With the pictures left out, copy the records below exactly from the first line down to the line holding "Would you be able to indicate the rear bumper", and include that line.

--*--

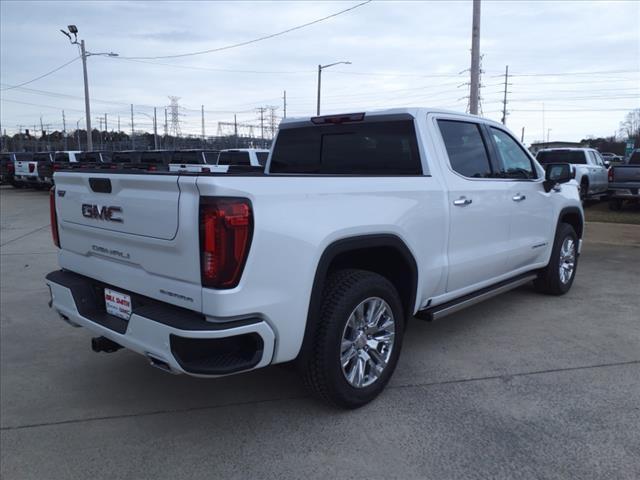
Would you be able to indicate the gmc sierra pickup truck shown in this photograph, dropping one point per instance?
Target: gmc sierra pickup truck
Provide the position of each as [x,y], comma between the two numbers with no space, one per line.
[358,223]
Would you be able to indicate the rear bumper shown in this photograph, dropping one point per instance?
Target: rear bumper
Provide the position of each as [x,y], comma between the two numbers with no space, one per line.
[178,340]
[631,190]
[32,179]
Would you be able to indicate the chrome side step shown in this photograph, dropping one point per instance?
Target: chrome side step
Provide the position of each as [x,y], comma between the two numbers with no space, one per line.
[441,311]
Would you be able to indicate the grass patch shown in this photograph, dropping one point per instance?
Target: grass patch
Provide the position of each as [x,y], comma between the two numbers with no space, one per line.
[599,212]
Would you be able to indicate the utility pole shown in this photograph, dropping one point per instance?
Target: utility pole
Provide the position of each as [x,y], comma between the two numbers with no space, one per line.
[202,114]
[261,110]
[284,98]
[155,129]
[73,30]
[319,84]
[166,128]
[475,59]
[133,131]
[87,107]
[64,131]
[504,101]
[543,115]
[100,130]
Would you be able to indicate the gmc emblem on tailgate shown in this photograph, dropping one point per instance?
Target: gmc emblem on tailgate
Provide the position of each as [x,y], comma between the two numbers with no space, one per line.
[111,214]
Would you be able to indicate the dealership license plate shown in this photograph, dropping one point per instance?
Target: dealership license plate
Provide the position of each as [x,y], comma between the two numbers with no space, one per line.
[118,304]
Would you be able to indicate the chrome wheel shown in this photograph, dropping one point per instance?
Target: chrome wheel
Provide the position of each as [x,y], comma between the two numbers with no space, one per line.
[367,342]
[567,259]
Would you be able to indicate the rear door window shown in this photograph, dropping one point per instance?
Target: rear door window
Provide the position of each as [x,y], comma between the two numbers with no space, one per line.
[234,158]
[368,148]
[466,149]
[262,157]
[576,157]
[514,162]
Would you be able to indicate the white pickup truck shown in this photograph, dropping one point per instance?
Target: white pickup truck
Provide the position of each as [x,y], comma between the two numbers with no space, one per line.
[359,222]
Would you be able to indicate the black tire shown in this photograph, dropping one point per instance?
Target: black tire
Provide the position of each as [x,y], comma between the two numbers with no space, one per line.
[615,204]
[549,279]
[323,372]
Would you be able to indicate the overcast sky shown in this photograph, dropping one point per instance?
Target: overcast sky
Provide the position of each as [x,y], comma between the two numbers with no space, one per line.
[581,60]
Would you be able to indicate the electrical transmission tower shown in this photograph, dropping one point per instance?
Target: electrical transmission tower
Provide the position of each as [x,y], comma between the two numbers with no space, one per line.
[174,110]
[273,120]
[506,91]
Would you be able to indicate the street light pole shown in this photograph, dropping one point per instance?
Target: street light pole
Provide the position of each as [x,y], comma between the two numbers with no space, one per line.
[319,84]
[320,68]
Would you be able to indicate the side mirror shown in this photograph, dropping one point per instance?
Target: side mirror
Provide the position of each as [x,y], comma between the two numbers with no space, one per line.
[557,173]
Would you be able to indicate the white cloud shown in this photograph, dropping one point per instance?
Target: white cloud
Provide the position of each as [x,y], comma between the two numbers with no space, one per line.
[382,37]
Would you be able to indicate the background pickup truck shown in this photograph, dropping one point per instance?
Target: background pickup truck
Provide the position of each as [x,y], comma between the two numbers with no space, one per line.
[359,222]
[8,166]
[591,171]
[624,182]
[36,171]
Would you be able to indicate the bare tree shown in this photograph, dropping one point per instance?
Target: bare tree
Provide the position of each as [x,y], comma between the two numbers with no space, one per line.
[630,126]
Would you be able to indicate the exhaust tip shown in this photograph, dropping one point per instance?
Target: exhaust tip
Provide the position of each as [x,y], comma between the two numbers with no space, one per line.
[161,364]
[103,344]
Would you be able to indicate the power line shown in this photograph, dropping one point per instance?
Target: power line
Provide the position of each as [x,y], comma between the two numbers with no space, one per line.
[561,74]
[255,40]
[41,76]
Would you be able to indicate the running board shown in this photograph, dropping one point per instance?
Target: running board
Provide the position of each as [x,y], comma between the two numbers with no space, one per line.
[440,311]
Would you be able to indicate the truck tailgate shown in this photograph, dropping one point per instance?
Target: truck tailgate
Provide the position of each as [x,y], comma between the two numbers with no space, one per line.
[136,232]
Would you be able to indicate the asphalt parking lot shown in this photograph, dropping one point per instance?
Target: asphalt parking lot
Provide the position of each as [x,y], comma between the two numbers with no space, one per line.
[521,386]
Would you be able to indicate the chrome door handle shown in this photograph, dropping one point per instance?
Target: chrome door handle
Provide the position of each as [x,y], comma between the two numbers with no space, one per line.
[462,201]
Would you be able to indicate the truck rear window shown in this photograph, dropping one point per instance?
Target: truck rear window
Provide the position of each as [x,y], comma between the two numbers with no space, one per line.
[562,156]
[368,148]
[42,157]
[124,157]
[234,158]
[190,158]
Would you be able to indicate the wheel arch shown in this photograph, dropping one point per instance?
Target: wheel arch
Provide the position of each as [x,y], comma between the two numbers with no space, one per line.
[385,254]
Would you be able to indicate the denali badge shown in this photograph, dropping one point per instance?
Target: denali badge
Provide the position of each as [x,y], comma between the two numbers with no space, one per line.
[111,214]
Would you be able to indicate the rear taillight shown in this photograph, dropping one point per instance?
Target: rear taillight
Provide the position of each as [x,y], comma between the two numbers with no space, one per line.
[226,227]
[54,217]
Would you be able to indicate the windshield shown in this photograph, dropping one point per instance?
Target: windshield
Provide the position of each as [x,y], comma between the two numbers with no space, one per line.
[562,156]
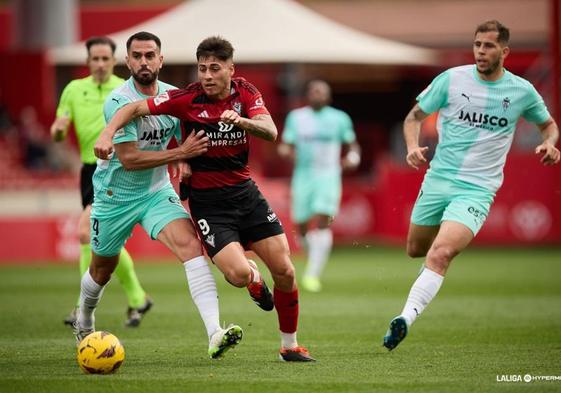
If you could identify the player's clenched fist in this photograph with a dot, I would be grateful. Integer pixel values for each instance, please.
(195, 144)
(230, 117)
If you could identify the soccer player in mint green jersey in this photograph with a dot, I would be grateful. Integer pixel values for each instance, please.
(81, 103)
(313, 137)
(133, 187)
(479, 106)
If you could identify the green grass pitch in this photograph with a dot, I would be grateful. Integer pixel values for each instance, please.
(498, 313)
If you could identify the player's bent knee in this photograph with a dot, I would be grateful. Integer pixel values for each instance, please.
(284, 276)
(415, 250)
(439, 257)
(238, 276)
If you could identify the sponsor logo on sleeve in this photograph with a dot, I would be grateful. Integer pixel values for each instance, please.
(259, 103)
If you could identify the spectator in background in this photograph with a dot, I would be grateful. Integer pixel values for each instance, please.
(313, 138)
(81, 103)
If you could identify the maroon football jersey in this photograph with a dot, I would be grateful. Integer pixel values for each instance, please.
(226, 161)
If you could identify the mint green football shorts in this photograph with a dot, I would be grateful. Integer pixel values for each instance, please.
(446, 200)
(112, 224)
(315, 194)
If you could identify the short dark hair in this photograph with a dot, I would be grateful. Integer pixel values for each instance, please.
(144, 36)
(495, 25)
(100, 40)
(215, 46)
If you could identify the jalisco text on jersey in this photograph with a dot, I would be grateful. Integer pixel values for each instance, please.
(483, 118)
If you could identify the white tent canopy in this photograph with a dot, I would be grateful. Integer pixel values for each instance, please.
(262, 31)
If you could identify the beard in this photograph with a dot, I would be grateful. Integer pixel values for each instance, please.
(491, 69)
(145, 79)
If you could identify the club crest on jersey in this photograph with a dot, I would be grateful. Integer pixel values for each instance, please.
(225, 127)
(237, 106)
(210, 240)
(259, 103)
(160, 99)
(506, 103)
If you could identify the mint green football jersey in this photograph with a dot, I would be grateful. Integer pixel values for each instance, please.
(476, 123)
(112, 182)
(317, 137)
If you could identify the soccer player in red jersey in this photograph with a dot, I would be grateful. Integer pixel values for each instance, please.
(230, 212)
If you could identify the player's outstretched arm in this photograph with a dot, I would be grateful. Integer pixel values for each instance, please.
(261, 126)
(550, 134)
(134, 159)
(411, 131)
(104, 144)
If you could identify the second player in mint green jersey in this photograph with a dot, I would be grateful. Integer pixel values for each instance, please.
(112, 181)
(314, 136)
(479, 106)
(81, 103)
(133, 187)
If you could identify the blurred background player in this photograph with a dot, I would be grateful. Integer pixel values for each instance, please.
(133, 187)
(230, 211)
(81, 103)
(479, 106)
(313, 137)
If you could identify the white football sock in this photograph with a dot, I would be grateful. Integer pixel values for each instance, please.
(255, 274)
(422, 292)
(320, 242)
(288, 340)
(90, 294)
(203, 292)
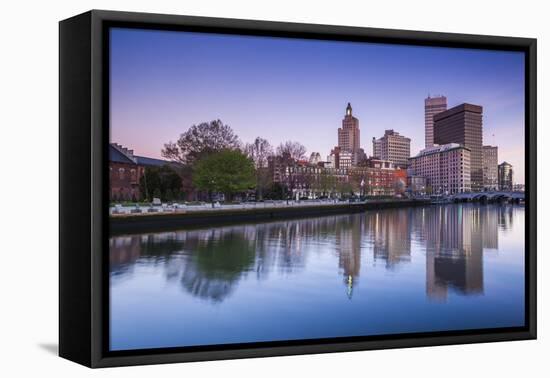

--*--

_ANSWER BOX_.
Would you be able to indicate the gmc sierra pickup truck shown in this photograph, dropping one point per instance?
Target: gmc sierra pickup truck
Provide the position of each as [x,y], comma between the two numbers with no space, one per line.
[358,223]
Would you be able to indicate the rear bumper shown in this photograph, dropping one point per instance?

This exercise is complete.